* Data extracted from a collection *
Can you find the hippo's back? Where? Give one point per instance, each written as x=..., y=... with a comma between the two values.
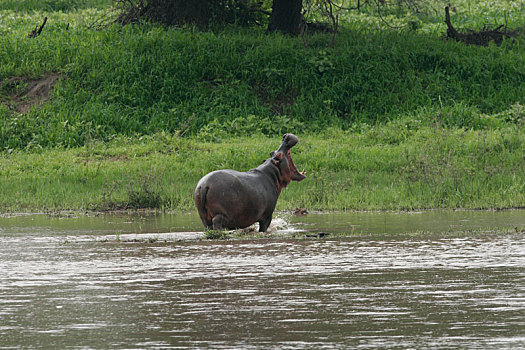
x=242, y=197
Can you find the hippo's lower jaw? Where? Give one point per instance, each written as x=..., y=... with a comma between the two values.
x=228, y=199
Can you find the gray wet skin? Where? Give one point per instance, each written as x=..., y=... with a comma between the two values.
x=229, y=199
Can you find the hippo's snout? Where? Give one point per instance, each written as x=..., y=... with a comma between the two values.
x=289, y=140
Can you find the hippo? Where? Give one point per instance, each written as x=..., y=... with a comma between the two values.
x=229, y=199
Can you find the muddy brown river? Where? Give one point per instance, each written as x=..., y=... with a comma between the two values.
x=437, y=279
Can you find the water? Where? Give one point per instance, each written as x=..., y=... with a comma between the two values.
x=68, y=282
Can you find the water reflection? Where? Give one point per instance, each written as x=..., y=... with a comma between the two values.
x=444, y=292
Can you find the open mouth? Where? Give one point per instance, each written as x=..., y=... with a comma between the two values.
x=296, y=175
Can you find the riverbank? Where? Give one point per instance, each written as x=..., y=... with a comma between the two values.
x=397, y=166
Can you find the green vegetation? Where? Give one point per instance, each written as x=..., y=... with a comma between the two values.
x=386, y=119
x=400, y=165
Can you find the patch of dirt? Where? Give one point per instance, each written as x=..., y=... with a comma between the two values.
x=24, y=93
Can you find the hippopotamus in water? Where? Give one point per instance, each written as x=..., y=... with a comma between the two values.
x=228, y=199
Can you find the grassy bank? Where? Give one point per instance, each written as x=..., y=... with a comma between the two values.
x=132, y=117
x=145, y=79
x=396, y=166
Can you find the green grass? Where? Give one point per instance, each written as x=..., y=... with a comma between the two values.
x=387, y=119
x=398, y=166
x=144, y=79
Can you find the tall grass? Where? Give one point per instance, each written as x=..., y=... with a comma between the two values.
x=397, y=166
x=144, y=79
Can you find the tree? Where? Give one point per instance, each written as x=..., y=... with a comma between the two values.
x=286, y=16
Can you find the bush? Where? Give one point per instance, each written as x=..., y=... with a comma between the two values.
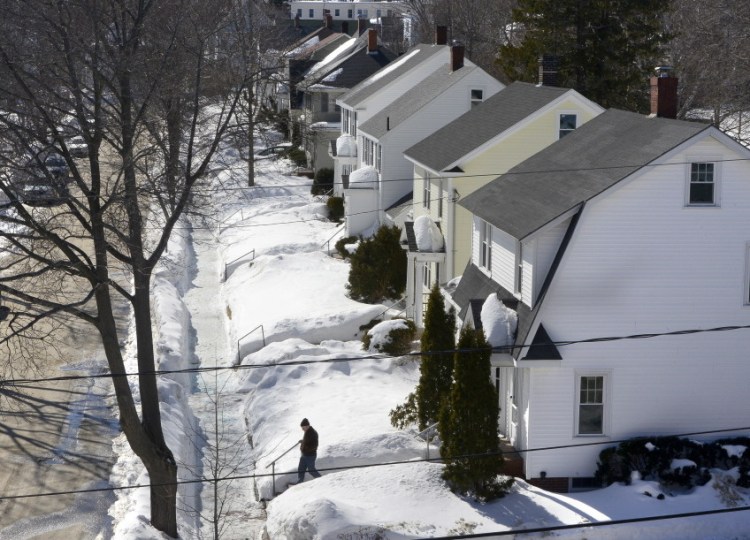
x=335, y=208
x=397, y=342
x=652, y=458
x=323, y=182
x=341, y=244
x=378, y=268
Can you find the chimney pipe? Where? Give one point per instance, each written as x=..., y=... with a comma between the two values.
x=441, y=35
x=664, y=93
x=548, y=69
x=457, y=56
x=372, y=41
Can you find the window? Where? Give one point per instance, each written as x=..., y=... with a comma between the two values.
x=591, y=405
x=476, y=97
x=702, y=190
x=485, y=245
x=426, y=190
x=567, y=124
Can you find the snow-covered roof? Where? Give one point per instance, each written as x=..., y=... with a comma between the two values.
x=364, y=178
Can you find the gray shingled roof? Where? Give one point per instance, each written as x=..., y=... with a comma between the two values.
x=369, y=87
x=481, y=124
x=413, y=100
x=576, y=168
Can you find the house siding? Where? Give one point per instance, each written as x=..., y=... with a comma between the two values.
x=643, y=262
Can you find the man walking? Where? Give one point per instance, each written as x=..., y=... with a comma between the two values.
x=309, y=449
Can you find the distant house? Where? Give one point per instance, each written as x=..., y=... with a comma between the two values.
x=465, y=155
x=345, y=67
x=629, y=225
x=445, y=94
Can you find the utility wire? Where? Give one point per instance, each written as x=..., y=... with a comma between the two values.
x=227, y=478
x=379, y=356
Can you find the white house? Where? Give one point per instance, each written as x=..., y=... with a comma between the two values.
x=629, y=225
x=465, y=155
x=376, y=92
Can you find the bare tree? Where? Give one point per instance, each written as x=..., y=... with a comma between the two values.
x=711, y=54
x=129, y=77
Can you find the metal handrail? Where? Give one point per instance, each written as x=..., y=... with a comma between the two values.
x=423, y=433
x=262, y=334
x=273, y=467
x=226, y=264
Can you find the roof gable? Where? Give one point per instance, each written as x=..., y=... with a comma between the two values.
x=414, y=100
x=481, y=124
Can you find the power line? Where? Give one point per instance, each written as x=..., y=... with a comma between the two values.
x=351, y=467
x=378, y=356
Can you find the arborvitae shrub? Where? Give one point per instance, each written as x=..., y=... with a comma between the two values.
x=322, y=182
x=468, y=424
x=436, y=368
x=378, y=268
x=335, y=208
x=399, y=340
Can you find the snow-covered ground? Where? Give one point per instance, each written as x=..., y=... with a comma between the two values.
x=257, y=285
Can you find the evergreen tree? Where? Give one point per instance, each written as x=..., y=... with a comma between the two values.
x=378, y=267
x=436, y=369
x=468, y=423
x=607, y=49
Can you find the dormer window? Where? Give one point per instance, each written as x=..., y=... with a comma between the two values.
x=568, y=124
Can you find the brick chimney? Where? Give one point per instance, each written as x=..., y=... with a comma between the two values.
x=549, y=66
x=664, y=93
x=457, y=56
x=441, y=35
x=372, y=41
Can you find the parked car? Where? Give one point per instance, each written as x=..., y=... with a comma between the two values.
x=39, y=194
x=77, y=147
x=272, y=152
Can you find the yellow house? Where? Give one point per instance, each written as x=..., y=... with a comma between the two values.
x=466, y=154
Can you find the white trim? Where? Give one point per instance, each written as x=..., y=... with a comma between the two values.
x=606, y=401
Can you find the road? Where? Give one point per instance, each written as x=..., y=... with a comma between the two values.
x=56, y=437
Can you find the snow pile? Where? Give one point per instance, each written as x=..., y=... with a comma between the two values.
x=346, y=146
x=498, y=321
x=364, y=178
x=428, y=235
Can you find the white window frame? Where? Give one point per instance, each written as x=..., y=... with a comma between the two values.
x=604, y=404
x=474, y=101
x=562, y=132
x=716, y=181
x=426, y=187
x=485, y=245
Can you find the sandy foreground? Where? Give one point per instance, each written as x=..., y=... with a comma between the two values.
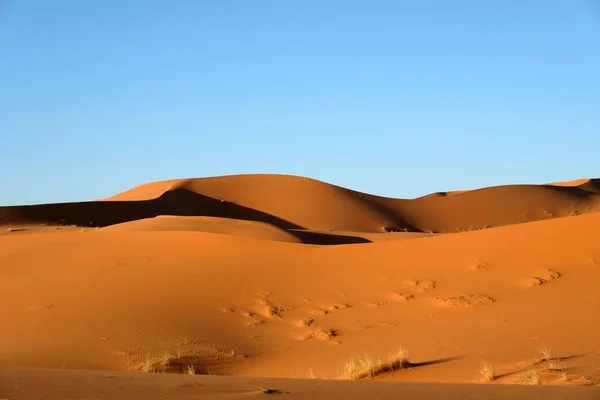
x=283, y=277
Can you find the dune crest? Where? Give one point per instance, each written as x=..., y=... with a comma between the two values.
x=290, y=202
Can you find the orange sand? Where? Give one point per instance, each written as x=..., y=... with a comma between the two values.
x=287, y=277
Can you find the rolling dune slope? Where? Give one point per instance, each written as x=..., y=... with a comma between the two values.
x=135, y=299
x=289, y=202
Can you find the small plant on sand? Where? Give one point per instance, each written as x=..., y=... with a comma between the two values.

* Problem requirements *
Please write out every record above exactly, but leave the pictures out.

* Completed task *
Can you find the hippo's back? Where? Give one point per instance, each written as x=..., y=... with a comma between the two values.
x=242, y=197
Can you find the hippo's lower jaw? Where? Give one point per instance, each written as x=..., y=... with a comma between the two values.
x=228, y=199
Can you find the gray wet skin? Where? Give one point per instance, each written as x=..., y=... with a comma between the two values.
x=229, y=199
Can you find the hippo's snout? Where? Give one point per instance, each written as x=..., y=... with a comma between the two values.
x=289, y=140
Can you find the hippo? Where? Give one point per instance, each written as x=..., y=... with a comma between the two values.
x=229, y=199
Can you find the muddy brown river? Where? Give one point per instance, each written as x=..., y=... with a comma between the two values.
x=437, y=279
Can you find the water? Where? Give one point per instance, each written as x=..., y=... with a comma between the two values.
x=68, y=282
Can you find the water reflection? Where? Give one point per instance, each written as x=..., y=... with a comma between the two values.
x=444, y=292
Can you find the open mouth? Where? Give one point per instance, each written as x=..., y=... with a comma between the two values.
x=296, y=175
Can you find the riverbank? Where? Give one point per instance, each written as x=..., y=... with a comma between the two values.
x=397, y=166
Can you find the green vegetation? Where? Give one point per instance, each written as x=..., y=... with a comma between the two values.
x=386, y=119
x=400, y=165
Can you find the patch of dirt? Where? Give one point per instance, each written as x=..., y=... with a comma between the two values.
x=24, y=93
Can you find the hippopotamus in water? Where? Give one point per instance, each written as x=..., y=... with a comma between the two values.
x=228, y=199
Can you find the grassy bank? Where? Give one point per instance, each written as x=..., y=... with a comma between the two values.
x=132, y=117
x=145, y=79
x=396, y=166
Can you find the green grass? Where? Give one point per instance, each written as x=..., y=... with a comma between the two values.
x=387, y=119
x=398, y=166
x=144, y=79
Can you find the tall grass? Where? Give one point per instance, each written as x=..., y=... with a comma between the two values.
x=397, y=166
x=144, y=79
Can you find the tree? Where? Give one point per instance, each written as x=..., y=... with a comma between the two values.
x=286, y=16
Can you find the bush? Where? Give one point per instance, each written as x=..., y=... with a comma between the two values.
x=335, y=208
x=397, y=342
x=652, y=458
x=323, y=182
x=341, y=244
x=378, y=268
Can you find the chimney pipe? Where? Give one point per instance, each written as x=..., y=... with a comma between the two values.
x=441, y=35
x=664, y=93
x=548, y=69
x=457, y=56
x=372, y=41
Can you find the window? Where? Give one point per instance, each written as x=..., y=... with a comma between the two values.
x=591, y=405
x=476, y=97
x=702, y=190
x=485, y=245
x=426, y=190
x=567, y=124
Can you find the snow-covered roof? Where? Give one point per instance, each written as x=..., y=... with a comma between the two values.
x=364, y=178
Can you find the gray shingled roof? Where? Give one point per instance, each written as x=..., y=... with a comma between the two values.
x=369, y=87
x=481, y=124
x=413, y=100
x=576, y=168
Can you find the house siding? Where? Give one point per instance, each written as x=..., y=... with a comma between the two values.
x=643, y=262
Can you find the man walking? Where? Give one point per instance, each written as x=..., y=... with a comma between the two values.
x=309, y=449
Can you find the distant house? Where? Give one point per instance, each written as x=..., y=... with a comma between the two values.
x=465, y=155
x=345, y=67
x=629, y=225
x=445, y=94
Can you find the utility wire? Where? Give one point per instance, each written as x=..., y=... with a comma between the two values.
x=227, y=478
x=379, y=356
Can you find the white house? Where? Give one point per instance, each written as x=..., y=... with a comma between the two values.
x=629, y=225
x=465, y=155
x=376, y=92
Can you find the bare tree? Where? Give one point per instance, each written as x=..., y=... with a comma between the two values.
x=711, y=54
x=129, y=77
Can you find the metal handrail? Where? Give one point per instance, each written as x=..., y=... with a comma between the two values.
x=423, y=433
x=262, y=334
x=273, y=467
x=226, y=264
Can you find the roof gable? Where? Give one point per instance, each written as x=..., y=... with a comma between the two values.
x=414, y=100
x=481, y=124
Can you find the power line? Where? Give one point per instance, each written as x=..., y=... with a comma between the two values.
x=351, y=467
x=378, y=356
Can you find the arborvitae shrub? Where? Give one point per instance, each written as x=..., y=... with a comma between the two values.
x=322, y=182
x=468, y=424
x=436, y=368
x=378, y=268
x=335, y=208
x=399, y=340
Can you find the snow-covered ground? Where? Give one point per instance, each written as x=..., y=... with a comma between the two values.
x=257, y=285
Can you find the evergreen tree? Where? Give one point per instance, each written as x=..., y=... with a comma between the two values.
x=378, y=267
x=436, y=369
x=468, y=423
x=607, y=49
Can you find the dormer window? Where? Give one point per instance, each written as x=..., y=... with a comma between the two values.
x=568, y=124
Can you find the brick chimney? Where? Give one point per instance, each written as x=..., y=... with a comma between the two values.
x=549, y=66
x=664, y=93
x=457, y=56
x=441, y=35
x=372, y=41
Can you find the parked car? Where? Give one point per instance, each written as x=..., y=... with a comma between the two values.
x=39, y=194
x=77, y=147
x=272, y=152
Can you find the yellow house? Where? Give one point per instance, each written as x=..., y=... with a comma between the two values.
x=466, y=154
Can you find the white trim? Where? Give one point per instance, each written as x=..., y=... with a comma between the two values.
x=606, y=401
Can you find the road? Where? Give one point per instance, each written as x=..., y=... with a comma between the two values.
x=56, y=437
Can you find the snow pile? Where? Give one point per instance, each written as x=..., y=... with a comma between the two values.
x=346, y=146
x=498, y=321
x=364, y=178
x=428, y=235
Can you find the white window frame? Where? Give one point per instance, each written as x=..., y=... with a comma between the two values.
x=604, y=404
x=474, y=101
x=562, y=132
x=716, y=181
x=426, y=187
x=485, y=245
Can you find the sandy foreground? Where? Give one point per instance, each written as x=..., y=... with a comma between the two values.
x=283, y=277
Can you find the dune crest? Where? Give one point per instance, each written as x=..., y=... with a comma between the two values.
x=290, y=202
Can you find the orange sand? Where? Give one point per instance, each written as x=..., y=... with a comma between the two values.
x=287, y=277
Can you find the rolling dune slope? Where? Give one point per instance, each written as x=..., y=... with a comma between the two values.
x=135, y=299
x=289, y=202
Can you find the small plant on sand? Where? Give one point per instance, each written as x=..., y=... with a comma between the two values.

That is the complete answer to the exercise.